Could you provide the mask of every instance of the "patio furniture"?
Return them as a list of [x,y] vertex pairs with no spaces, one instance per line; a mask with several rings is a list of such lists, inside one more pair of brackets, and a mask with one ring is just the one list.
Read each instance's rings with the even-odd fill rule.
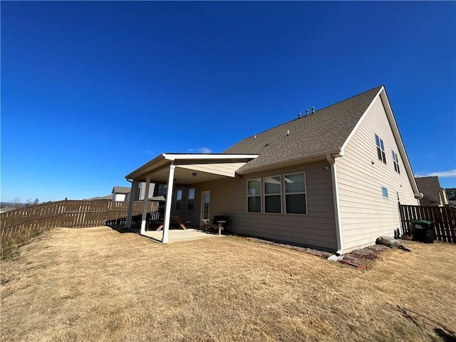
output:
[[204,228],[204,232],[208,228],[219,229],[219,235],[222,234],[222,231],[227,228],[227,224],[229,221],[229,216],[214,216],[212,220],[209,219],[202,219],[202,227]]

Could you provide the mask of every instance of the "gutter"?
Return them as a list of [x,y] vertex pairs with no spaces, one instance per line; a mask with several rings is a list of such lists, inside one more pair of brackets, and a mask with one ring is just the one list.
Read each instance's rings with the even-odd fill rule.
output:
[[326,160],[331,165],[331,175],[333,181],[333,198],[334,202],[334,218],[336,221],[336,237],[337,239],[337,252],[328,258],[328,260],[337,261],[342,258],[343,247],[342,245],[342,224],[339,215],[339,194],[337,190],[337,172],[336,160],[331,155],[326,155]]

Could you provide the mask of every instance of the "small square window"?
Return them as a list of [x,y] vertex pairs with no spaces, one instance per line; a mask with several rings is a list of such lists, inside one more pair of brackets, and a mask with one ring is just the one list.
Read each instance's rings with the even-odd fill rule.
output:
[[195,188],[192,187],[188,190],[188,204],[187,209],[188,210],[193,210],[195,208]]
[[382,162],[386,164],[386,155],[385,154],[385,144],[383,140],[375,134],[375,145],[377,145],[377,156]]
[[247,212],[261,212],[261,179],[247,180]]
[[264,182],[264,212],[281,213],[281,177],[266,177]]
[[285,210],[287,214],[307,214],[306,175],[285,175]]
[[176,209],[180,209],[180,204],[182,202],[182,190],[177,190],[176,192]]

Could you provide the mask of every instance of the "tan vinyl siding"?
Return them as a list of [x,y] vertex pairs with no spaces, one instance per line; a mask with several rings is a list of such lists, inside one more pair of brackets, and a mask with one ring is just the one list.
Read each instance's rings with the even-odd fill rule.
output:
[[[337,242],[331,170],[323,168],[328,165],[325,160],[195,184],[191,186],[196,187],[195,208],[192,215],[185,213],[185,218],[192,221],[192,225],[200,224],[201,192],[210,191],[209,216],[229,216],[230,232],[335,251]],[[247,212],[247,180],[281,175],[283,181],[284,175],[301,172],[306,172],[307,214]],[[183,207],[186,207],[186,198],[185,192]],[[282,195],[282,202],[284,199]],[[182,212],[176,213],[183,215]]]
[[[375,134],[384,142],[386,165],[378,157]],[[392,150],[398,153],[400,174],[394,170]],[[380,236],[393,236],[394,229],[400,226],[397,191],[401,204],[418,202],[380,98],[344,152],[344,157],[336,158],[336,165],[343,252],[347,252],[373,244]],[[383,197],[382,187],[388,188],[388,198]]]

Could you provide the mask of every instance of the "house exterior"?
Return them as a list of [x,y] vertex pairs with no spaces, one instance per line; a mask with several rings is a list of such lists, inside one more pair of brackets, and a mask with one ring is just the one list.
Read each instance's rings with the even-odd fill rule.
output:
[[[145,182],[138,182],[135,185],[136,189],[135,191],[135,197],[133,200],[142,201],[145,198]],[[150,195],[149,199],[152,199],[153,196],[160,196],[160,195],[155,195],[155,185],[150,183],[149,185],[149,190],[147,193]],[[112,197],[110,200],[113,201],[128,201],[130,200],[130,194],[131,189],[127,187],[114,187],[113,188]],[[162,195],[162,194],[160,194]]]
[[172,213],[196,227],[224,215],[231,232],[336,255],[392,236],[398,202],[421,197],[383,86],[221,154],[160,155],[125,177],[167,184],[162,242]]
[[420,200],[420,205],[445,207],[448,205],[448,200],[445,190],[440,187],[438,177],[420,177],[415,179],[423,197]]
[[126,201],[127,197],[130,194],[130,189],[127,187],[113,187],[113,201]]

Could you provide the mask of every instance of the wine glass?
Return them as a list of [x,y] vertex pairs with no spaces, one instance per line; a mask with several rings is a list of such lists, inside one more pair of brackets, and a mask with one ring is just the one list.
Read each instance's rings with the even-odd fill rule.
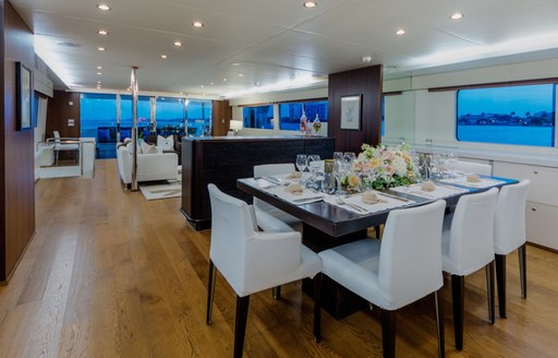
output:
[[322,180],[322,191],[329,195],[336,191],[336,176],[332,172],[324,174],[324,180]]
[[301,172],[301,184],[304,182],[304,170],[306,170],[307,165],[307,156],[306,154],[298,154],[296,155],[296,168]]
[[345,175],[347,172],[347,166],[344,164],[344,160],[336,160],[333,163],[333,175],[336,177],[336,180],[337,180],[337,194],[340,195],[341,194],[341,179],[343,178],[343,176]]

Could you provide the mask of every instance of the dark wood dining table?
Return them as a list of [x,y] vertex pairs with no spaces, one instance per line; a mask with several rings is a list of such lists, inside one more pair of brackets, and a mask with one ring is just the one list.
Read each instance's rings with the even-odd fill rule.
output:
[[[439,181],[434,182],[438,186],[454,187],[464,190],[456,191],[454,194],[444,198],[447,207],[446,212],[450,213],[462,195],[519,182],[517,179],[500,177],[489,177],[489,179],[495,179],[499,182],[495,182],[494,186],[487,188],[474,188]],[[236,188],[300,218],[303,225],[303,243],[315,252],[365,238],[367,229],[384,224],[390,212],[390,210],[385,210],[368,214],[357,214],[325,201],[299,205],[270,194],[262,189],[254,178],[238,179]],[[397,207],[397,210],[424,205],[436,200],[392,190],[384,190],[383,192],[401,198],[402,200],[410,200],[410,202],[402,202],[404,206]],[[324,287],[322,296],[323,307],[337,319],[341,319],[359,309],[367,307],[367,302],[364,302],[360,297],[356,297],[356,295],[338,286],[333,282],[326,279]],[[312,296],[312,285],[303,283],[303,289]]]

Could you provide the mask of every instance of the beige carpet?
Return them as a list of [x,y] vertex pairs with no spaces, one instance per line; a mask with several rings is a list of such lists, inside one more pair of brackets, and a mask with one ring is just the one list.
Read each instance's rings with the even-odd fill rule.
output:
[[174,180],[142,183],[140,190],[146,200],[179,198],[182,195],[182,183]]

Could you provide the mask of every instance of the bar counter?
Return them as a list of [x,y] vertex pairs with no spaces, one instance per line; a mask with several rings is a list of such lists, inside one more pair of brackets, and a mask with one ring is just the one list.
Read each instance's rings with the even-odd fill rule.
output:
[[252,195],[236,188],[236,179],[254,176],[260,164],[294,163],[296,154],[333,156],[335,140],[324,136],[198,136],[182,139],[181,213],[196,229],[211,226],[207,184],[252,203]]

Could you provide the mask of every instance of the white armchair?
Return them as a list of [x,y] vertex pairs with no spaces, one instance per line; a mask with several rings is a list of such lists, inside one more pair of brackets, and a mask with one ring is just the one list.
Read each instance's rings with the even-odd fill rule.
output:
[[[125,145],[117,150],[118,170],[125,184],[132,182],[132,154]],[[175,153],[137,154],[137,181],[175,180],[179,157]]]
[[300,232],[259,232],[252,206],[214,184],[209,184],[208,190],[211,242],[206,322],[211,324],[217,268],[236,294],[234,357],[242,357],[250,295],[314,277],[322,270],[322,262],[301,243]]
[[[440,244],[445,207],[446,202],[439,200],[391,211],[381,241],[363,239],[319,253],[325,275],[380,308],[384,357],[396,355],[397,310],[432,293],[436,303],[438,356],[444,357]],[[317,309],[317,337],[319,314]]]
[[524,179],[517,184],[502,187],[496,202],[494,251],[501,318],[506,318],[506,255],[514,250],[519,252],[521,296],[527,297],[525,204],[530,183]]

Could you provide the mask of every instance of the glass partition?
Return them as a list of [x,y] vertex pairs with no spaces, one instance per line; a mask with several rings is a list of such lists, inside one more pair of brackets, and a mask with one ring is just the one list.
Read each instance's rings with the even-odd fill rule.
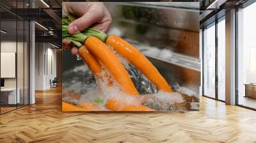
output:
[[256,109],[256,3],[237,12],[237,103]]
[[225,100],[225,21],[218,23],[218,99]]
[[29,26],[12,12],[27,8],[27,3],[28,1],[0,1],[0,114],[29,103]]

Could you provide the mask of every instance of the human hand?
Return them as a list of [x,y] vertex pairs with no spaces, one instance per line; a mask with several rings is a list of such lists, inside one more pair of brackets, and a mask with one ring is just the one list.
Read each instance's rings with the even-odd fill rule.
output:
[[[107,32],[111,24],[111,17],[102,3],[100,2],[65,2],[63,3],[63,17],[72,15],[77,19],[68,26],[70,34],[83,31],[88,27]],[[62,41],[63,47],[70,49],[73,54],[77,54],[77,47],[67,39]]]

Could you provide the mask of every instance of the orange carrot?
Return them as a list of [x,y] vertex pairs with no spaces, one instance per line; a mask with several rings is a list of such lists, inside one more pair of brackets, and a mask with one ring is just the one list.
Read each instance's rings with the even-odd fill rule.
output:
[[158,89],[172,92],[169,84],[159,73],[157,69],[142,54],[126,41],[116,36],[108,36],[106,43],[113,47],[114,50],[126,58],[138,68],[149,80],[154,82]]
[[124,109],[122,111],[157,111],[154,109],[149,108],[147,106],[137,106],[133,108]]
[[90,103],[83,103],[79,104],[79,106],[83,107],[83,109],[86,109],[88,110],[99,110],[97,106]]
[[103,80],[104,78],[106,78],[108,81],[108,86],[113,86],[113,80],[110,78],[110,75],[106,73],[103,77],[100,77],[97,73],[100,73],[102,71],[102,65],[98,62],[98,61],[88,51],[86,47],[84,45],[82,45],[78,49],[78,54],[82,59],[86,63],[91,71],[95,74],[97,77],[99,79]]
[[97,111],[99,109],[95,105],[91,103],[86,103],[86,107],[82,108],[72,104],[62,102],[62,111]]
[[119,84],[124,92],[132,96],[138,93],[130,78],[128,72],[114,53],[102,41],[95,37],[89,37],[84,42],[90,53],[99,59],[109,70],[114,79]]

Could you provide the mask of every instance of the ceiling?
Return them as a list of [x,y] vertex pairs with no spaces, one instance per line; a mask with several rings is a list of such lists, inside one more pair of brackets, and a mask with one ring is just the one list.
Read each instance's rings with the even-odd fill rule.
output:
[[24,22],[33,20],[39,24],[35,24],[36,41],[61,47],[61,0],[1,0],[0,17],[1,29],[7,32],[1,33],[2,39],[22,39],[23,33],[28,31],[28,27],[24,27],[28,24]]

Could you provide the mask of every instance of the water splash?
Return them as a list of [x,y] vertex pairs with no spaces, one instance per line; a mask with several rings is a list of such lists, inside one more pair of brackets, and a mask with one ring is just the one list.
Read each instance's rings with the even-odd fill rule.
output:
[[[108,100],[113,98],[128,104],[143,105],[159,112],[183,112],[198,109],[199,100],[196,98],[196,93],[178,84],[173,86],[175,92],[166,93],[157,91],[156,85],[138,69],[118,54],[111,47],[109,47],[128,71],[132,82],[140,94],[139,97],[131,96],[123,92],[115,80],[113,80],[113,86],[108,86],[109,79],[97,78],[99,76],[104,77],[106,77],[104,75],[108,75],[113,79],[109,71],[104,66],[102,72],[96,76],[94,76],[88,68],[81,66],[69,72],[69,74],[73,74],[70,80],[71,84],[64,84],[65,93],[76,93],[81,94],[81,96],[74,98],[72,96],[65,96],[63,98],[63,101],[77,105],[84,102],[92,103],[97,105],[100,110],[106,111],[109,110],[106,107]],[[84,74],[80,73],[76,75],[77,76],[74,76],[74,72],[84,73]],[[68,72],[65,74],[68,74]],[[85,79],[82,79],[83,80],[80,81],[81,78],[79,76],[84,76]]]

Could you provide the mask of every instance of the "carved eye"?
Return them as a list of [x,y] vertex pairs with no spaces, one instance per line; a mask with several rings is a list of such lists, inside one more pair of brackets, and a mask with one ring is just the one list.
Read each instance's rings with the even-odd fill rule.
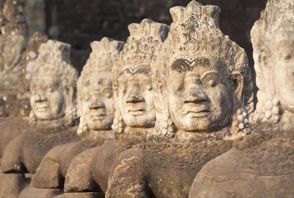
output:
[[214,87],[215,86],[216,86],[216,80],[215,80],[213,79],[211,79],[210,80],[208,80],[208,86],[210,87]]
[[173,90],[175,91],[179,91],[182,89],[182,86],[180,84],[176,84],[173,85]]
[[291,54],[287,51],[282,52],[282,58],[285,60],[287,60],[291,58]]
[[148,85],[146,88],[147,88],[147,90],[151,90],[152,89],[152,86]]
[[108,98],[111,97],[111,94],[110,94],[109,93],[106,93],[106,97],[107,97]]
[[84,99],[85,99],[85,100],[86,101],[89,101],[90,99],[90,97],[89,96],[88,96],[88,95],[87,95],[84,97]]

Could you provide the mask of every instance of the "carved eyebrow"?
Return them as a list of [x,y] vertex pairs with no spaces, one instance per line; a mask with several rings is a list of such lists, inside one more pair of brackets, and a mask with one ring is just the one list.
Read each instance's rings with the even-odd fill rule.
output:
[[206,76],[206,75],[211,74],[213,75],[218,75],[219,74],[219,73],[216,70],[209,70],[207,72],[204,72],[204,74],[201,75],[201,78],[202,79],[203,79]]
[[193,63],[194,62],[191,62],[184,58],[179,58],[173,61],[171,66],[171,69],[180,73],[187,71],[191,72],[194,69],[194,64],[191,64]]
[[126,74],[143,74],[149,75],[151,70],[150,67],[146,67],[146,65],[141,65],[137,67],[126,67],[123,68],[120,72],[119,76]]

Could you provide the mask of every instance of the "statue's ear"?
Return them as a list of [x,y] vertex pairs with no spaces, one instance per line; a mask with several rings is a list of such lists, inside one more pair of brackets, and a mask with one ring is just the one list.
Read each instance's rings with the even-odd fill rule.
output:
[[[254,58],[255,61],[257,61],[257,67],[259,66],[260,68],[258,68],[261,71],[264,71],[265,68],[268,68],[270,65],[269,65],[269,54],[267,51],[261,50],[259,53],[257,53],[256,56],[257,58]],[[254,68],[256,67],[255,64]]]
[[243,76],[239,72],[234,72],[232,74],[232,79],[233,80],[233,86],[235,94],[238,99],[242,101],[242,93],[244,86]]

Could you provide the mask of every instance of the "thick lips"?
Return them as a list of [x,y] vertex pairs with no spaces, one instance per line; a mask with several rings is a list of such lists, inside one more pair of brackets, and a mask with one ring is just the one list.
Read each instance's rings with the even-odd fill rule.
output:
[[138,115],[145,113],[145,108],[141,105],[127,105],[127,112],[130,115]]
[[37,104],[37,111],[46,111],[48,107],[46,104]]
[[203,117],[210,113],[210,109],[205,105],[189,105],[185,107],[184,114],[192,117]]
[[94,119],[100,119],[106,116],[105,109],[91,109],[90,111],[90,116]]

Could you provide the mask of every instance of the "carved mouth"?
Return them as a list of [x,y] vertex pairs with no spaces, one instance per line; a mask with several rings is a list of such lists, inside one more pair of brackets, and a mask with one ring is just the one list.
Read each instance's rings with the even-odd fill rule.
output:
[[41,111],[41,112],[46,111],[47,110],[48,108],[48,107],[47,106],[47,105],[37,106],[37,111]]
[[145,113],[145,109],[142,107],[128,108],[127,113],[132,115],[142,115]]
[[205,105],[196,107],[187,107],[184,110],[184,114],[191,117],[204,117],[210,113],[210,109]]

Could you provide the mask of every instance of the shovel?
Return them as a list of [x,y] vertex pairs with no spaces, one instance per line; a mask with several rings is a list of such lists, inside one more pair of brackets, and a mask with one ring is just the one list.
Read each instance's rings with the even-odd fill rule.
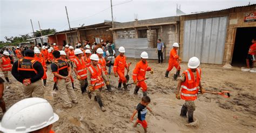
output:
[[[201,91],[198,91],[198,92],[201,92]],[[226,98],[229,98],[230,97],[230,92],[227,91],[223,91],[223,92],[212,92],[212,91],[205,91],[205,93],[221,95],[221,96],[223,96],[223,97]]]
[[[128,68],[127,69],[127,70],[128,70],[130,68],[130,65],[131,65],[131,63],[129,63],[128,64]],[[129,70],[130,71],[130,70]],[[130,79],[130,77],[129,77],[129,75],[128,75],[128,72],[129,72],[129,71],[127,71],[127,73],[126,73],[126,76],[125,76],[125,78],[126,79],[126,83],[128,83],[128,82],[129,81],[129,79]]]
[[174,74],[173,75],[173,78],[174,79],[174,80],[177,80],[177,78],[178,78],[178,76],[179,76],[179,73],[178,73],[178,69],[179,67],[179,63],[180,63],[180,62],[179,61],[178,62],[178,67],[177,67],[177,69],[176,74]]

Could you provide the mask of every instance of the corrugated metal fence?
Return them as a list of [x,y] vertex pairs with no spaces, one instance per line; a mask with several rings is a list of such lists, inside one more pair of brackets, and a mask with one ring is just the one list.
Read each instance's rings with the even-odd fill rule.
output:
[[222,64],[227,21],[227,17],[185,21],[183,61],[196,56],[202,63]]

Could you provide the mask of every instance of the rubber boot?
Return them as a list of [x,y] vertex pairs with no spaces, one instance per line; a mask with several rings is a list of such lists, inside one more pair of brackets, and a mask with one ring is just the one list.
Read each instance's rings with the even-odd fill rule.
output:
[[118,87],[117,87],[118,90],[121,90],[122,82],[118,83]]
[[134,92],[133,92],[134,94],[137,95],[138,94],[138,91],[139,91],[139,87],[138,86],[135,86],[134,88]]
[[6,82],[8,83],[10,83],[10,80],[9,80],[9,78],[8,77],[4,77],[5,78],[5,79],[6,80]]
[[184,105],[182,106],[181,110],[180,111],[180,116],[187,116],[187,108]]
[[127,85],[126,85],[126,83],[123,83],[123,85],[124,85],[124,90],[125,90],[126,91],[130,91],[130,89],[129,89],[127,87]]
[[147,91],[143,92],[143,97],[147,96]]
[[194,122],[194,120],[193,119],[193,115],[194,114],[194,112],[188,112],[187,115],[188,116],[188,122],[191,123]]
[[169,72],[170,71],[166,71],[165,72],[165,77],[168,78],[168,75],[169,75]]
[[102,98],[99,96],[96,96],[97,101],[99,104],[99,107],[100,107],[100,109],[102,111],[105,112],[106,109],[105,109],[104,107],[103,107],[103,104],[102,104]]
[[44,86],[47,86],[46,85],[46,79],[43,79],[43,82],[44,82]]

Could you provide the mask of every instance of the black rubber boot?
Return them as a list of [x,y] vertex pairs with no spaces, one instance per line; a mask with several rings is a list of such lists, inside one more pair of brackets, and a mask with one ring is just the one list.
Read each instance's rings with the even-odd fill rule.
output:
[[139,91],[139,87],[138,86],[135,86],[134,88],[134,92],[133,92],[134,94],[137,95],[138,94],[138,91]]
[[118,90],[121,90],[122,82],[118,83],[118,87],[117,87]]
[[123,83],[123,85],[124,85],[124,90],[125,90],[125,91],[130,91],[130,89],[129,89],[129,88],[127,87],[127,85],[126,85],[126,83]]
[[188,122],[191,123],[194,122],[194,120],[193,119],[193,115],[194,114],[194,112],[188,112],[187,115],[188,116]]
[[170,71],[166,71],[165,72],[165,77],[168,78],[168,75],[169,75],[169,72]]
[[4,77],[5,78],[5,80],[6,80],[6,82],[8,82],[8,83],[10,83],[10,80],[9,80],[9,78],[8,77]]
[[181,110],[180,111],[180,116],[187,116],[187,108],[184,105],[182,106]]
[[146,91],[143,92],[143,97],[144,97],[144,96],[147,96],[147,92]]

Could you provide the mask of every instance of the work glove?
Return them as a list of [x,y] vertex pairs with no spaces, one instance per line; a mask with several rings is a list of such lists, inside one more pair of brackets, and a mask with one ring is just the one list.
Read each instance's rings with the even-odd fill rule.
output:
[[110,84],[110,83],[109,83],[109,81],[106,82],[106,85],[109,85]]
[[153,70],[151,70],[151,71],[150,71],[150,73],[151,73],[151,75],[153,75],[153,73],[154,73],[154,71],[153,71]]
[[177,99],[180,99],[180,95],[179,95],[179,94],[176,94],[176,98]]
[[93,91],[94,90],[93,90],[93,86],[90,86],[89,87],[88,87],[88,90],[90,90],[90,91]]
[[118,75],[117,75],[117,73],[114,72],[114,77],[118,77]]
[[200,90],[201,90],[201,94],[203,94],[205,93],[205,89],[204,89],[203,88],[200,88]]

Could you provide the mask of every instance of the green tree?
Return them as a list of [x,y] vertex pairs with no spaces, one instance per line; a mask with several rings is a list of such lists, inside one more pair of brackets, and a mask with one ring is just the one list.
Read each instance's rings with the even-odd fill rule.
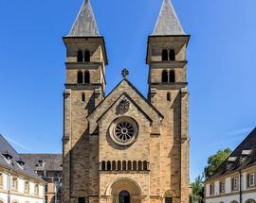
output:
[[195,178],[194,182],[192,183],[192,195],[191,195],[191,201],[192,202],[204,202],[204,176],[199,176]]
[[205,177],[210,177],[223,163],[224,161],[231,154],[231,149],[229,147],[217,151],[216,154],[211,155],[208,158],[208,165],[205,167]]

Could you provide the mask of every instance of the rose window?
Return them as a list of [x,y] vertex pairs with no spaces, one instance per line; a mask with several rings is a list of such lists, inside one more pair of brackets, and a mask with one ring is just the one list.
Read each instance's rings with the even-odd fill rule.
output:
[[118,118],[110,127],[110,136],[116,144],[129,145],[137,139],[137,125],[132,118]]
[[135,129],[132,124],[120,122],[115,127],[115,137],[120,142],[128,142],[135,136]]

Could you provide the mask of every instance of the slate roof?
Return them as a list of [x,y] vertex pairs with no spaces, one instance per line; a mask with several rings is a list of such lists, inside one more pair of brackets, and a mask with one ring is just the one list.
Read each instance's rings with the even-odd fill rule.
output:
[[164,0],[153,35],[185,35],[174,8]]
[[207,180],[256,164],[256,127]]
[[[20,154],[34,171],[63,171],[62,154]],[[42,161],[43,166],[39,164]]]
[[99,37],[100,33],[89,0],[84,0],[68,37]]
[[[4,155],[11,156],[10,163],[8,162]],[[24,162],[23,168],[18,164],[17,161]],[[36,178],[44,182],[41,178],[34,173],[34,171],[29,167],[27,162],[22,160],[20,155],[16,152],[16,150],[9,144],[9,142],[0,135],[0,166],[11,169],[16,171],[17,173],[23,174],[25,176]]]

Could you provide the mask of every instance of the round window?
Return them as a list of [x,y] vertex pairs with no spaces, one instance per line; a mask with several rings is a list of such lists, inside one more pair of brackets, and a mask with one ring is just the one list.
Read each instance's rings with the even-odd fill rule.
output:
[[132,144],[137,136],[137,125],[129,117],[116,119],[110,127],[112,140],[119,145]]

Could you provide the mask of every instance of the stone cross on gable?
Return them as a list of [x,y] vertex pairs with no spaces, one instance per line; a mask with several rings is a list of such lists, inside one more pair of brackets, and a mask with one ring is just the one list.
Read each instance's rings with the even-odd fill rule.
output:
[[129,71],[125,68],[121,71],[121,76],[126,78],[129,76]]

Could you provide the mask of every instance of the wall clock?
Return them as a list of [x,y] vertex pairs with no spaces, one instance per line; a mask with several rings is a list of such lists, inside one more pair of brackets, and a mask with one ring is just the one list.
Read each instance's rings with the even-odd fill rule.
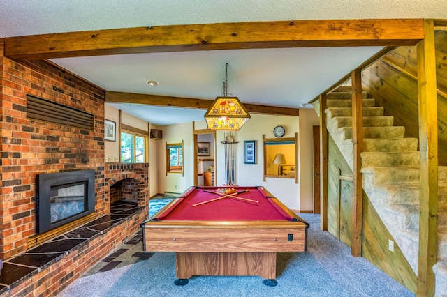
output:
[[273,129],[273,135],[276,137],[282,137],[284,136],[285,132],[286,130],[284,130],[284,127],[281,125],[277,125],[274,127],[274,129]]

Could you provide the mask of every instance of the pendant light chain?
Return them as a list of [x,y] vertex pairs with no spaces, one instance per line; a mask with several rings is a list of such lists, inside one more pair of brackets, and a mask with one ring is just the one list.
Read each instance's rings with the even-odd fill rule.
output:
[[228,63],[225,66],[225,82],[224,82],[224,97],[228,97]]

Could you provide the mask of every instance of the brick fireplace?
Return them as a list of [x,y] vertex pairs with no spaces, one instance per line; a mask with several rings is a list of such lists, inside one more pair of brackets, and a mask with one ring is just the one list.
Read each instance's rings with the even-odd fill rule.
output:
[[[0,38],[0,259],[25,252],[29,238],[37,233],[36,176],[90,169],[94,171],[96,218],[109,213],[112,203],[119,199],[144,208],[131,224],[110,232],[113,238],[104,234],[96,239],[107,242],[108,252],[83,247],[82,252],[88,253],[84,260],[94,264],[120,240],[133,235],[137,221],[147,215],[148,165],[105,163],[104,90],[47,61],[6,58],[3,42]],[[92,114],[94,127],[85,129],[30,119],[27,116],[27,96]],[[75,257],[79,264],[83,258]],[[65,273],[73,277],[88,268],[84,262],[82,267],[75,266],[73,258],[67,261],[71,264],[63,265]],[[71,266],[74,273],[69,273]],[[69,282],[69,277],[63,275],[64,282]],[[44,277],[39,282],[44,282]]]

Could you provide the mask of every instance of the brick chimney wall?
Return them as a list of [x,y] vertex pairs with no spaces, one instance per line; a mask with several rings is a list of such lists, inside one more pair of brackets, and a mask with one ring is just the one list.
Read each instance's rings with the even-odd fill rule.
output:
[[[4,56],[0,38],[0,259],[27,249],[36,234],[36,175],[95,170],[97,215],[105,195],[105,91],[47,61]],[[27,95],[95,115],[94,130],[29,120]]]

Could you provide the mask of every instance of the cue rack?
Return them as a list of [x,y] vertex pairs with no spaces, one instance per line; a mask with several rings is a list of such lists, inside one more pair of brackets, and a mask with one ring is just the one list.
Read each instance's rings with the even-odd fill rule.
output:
* * *
Convert the listing lines from the line containing "Could you provide the mask of every instance of the black" up to and including the line containing "[[118,90],[121,90],[122,82],[118,83],[118,87],[117,87]]" into a JSON array of strings, one string per line, omitting any blank lines.

→ **WRITTEN RESPONSE**
[
  "Could you provide the mask of every instance of the black rubber boot?",
  "Return them as a list of [x,y] vertex pairs with no spaces, one instance per line; a mask with several rings is a list of such lists, inside one more pair of brackets, and a mask with one ring is just the one list.",
  "Read each instance's rings with the even-odd fill rule.",
  "output:",
  "[[139,91],[139,87],[138,86],[135,86],[134,88],[134,92],[133,92],[134,94],[137,95],[138,94],[138,91]]",
  "[[118,90],[121,90],[122,82],[118,83],[118,87],[117,87]]"
]